* **Tugas yang Diberikan**: Bisakah Anda menuliskan kembali bagian dari berita sidang korupsi di bawah ini tanpa mengubah satu kata pun, mulai dari "DENPASAR, BALIPOST.com –" dan terus sampai "keponakan Fairuz Rozi."?

* **Teks yang Ditampilkan**:
------------

Terdakwa mantan Kajari Buleleng, Fahrur Rozi, S.H., M.M., saat memberikan kesaksiannya di Pengadilan Tipikor Denpasar. (BP/Asa)

DENPASAR, BALIPOST.com – Sidang dugaan korupsi dan gratifikasi dengan terdakwa mantan Kajari Buleleng, Fahrur Rozi, S.H., M.M., dan pengusaha Suwanto, di Pengadilan Tipikor Denpasar, Rabu (27/12), memasuki pemeriksaan terdakwa, sekaligus saling bersaksi.

Namun demikian, sidang pimpinan KPN Denpasar Nyoman Wiguna itu, terlebih dahulu memeriksa saksi meringankan yakni keponakan Fairuz Rozi.

Ada beberapa terungkap dalam sidang yang diajukan JPU dari Kejaksaan Agung tersebut. Yakni soal panfaatan dana BOS dan Dana Alokasi Khusus, untuk pengadaan buku dari CV Aneka Ilmu milik pengusaha Suwanto. Yang lebih miris, soal pengadan buku di Buleleng, ada indikasi bahwa terdakwa selaku Kajari Buleleng manfaatkan sekolah yang bermasalah dengan penggunaan dana BOS dan juga memanfaatkan kades bermasalah yang terindikasi bermasalah dengan dugaan korupsi yang ditangani bidang Pidsus Kejari Buleleng.

Sebagaimana terungkap di persidangan di Pengadilan Tipikor Denpasar, JPU dari Kejaksaan Agung awalnya bertanya terkait persoalan ketika terdakwa sebagai Kajari Buleleng. Yakni kurun waktu 2016-2018.

------------

* **Data yang Diberikan**:
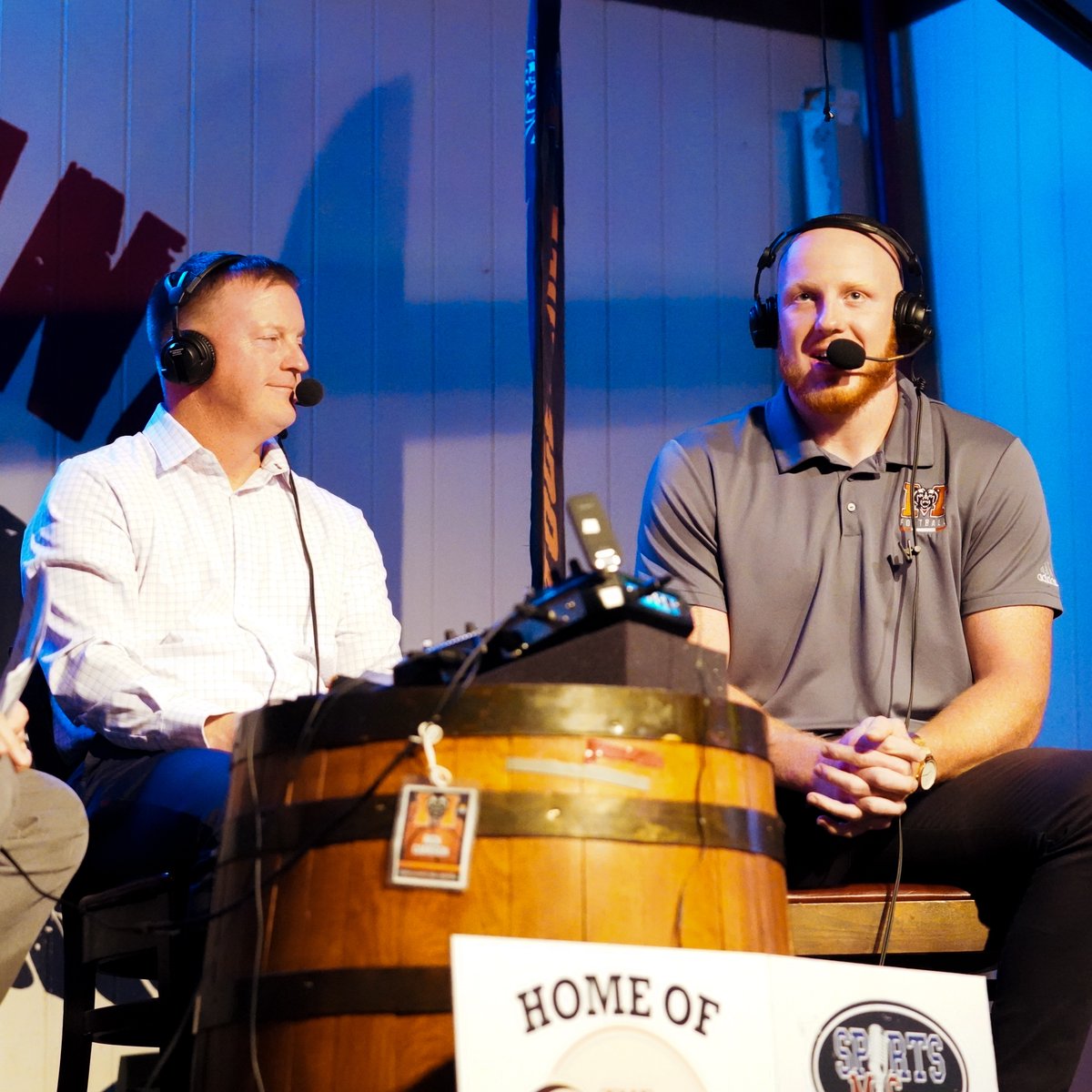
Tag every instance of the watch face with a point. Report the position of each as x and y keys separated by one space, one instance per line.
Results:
x=928 y=775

------------

* **Jawaban Tertulis**:
DENPASAR, BALIPOST.com – Sidang dugaan korupsi dan gratifikasi dengan terdakwa mantan Kajari Buleleng, Fahrur Rozi, S.H., M.M., dan pengusaha Suwanto, di Pengadilan Tipikor Denpasar, Rabu (27/12), memasuki pemeriksaan terdakwa, sekaligus saling bersaksi.

Namun demikian, sidang pimpinan KPN Denpasar Nyoman Wiguna itu, terlebih dahulu memeriksa saksi meringankan yakni keponakan Fairuz Rozi.